[start DOCUMENT EXTRACT]

# Petros Lake Fishing



## Ruminator (Apr 6, 2004)

I have a brother who is trying to learn a little about fishing when he gets a chance to get away from work. (He has his own business so that's rare.)
He just called me and said he just drove past a Petros Lake and wondered if I'd take him soon?

I've never been there, but I do want to help him.
I just did a search for the lake and read through some funny threads about it.
All kidding aside, is there anything we can fish for from shore? Or is it really just for kids to drown worms around at?

I'd really appreciate a pm from someone who seriously knows anything.


----------



## DHower08 (Nov 20, 2015)

Plenty of gills cats carp and some bass its basically a giant kidney bean shaped pond. They stock trout every spring and cats as well. Cats may only be every other year. I take my 5 y.o for a quick trip after work sometimes since its only a few miles from the house.


----------



## whitey7 (Aug 20, 2014)

Plenty of people fish there. I know they have a trout derby every spring for the kids. Also, Sippo is just up the road 2 miles or so. I think you can rent a boat there too.


----------



## Ruminator (Apr 6, 2004)

Is there even any shoreline structure there?
The one time I drove by it looked like a small lake with grassy shore all the way around.


----------



## whitey7 (Aug 20, 2014)

I've seen old Christmas trees on top of the ice at petros. Not sure about any other structure. Not sure about sippo either


----------



## DHower08 (Nov 20, 2015)

Ruminator wha species are you looking to catch


----------



## walleye willey (May 29, 2014)

I work nearby and go there often to sit outside and eat my lunch, I see plenty of people fishing and have never seen anyone catch anything , So ?? 

No real shoreline structure to speak of


----------



## fish*FEAR*me (Mar 8, 2006)

Ruminator said:


> Is there even any shoreline structure there?
> The one time I drove by it looked like a small lake with grassy shore all the way around.


The whole north shore is lined with rock.. plenty of channel cats in there. Plus bass, bluegill, and sometimes trout.


----------



## TankerYanker (Jul 9, 2014)

Here is a pic of what you can catch early in the spring when the conditions are right -S wind and bright sun- walk down the hill to the rocky bank on the north shore, I caught a few nice bass throwing a jerkbait, paralleling the rocks. That's about the only time of year I fish there because the tics are pretty bad in all those weeds getting down to the rocks. Not a bad place to go after a short day at work, about 1/2 mile from the house.


----------



## GULPisgreat (Mar 17, 2009)

There are some solid bass in Petros, I saw them myself this spring. I fish on the rocks. It's tricky navigating that shore though. Spray some tick repellent on. Try shad baits. There are lots of good sized shad in there. I would maybe throw a trout colored bait like a swimbait or something. Also bluegill baits. Don't forget the staple, spinnerbait, jig, T rig worm and such.

[end DOCUMENT EXTRACT]
[start RECORD SET]

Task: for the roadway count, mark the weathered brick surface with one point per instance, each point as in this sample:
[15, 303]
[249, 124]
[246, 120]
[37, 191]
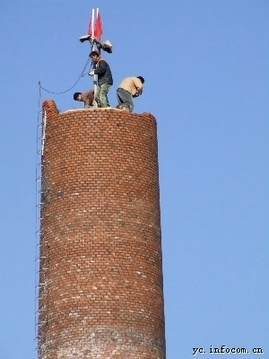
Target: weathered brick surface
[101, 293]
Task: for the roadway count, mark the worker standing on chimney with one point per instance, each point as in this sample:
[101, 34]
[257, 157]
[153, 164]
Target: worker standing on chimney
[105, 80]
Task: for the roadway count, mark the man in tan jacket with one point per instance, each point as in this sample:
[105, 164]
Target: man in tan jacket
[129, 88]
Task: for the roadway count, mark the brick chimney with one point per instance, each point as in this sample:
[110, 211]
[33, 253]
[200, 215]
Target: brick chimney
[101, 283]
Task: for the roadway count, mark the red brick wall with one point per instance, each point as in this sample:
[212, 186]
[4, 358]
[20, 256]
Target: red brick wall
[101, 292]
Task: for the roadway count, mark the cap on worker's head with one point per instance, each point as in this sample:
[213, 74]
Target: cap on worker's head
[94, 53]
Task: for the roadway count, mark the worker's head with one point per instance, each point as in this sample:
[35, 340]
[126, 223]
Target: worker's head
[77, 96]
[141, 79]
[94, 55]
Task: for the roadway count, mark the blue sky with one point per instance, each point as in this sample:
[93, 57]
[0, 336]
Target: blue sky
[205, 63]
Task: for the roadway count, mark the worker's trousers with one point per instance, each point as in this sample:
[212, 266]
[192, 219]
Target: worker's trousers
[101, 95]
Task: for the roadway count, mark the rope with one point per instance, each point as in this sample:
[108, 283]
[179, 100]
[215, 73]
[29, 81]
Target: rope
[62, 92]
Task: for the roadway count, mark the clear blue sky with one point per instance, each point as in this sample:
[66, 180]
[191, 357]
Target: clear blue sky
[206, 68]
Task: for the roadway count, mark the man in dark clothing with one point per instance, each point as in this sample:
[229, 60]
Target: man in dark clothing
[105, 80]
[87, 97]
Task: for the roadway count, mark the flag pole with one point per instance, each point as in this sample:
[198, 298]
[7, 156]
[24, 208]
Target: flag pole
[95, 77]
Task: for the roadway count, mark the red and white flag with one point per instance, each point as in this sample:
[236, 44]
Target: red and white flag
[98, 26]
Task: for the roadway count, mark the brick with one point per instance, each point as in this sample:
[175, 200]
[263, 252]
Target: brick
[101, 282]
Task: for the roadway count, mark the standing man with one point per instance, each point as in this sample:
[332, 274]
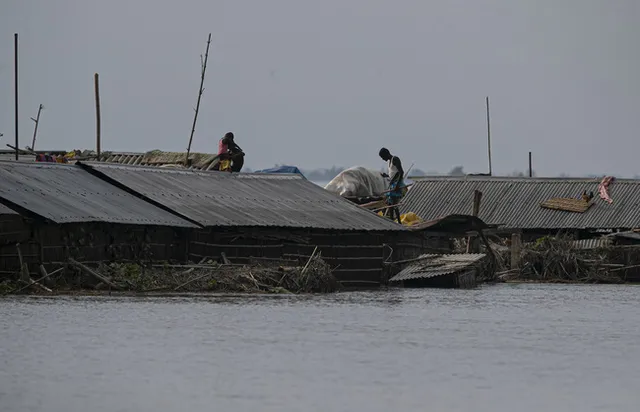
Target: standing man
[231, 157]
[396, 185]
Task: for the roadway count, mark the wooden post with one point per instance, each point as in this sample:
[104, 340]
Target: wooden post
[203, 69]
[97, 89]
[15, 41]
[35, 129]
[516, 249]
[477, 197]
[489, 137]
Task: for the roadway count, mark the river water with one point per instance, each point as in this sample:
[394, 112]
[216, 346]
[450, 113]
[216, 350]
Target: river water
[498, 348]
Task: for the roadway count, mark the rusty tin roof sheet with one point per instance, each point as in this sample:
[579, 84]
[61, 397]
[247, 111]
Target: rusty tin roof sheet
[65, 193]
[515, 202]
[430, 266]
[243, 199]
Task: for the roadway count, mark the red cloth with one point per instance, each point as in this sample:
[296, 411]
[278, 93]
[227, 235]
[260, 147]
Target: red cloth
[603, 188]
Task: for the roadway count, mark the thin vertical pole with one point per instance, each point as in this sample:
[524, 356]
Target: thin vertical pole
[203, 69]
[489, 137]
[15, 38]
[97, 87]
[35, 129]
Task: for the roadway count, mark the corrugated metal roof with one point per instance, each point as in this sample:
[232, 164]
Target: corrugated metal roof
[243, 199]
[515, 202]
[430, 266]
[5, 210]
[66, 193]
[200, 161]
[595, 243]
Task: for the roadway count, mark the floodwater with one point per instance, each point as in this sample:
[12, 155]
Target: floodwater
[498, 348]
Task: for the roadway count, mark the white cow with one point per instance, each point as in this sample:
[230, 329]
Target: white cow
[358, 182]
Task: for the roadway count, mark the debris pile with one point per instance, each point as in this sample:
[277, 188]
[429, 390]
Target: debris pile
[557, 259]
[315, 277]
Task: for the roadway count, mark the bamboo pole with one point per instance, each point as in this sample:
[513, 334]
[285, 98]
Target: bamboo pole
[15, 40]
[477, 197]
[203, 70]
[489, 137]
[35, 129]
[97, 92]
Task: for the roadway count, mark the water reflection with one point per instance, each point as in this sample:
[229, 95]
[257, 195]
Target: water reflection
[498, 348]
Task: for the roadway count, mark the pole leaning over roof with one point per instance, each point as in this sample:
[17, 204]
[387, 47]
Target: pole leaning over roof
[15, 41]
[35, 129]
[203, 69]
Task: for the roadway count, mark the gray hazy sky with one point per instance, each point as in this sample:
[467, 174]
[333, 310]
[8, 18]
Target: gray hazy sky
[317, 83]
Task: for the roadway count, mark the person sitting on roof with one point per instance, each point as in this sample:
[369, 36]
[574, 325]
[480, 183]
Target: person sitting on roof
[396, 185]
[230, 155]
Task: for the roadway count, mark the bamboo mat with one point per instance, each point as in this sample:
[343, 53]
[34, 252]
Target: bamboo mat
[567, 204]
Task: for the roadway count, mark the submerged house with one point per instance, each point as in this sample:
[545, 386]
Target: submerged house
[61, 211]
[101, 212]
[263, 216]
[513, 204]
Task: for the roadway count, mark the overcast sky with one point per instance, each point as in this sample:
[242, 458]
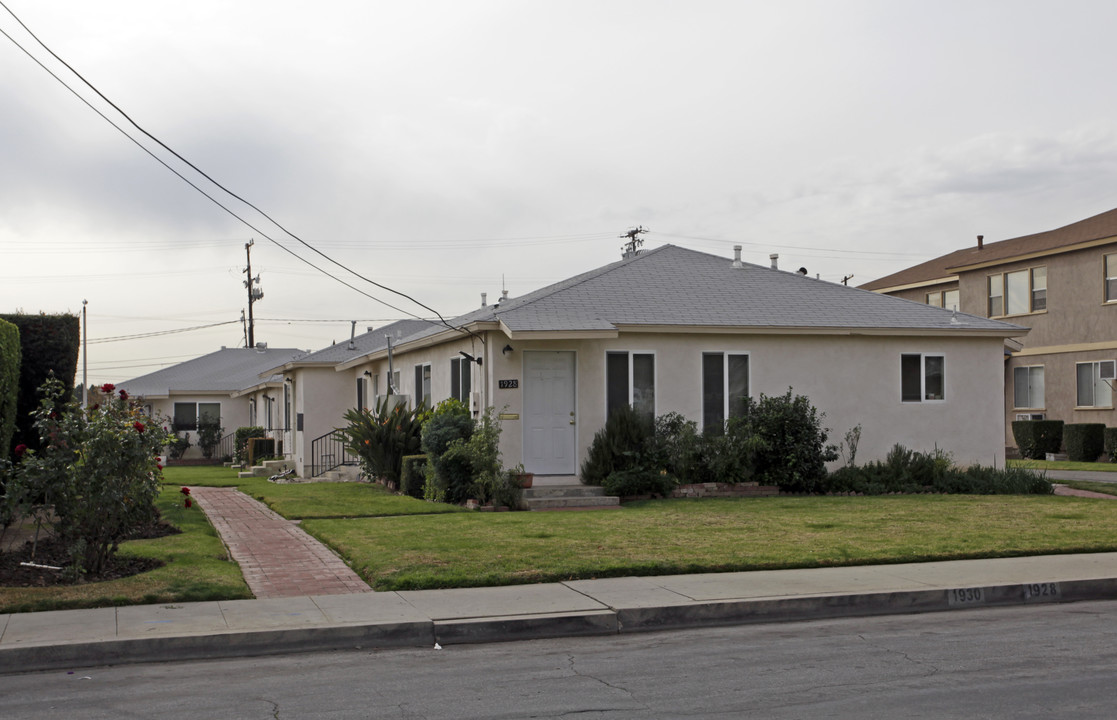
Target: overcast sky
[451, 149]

[end RECORD SET]

**PROBLEM STATEMENT:** Reproduce the passage from the Petros Lake thread between "## GULPisgreat (Mar" and "worm and such.", inclusive. These records come from a separate source, unrelated to the Petros Lake thread.

**EXERCISE SOLUTION:**
## GULPisgreat (Mar 17, 2009)

There are some solid bass in Petros, I saw them myself this spring. I fish on the rocks. It's tricky navigating that shore though. Spray some tick repellent on. Try shad baits. There are lots of good sized shad in there. I would maybe throw a trout colored bait like a swimbait or something. Also bluegill baits. Don't forget the staple, spinnerbait, jig, T rig worm and such.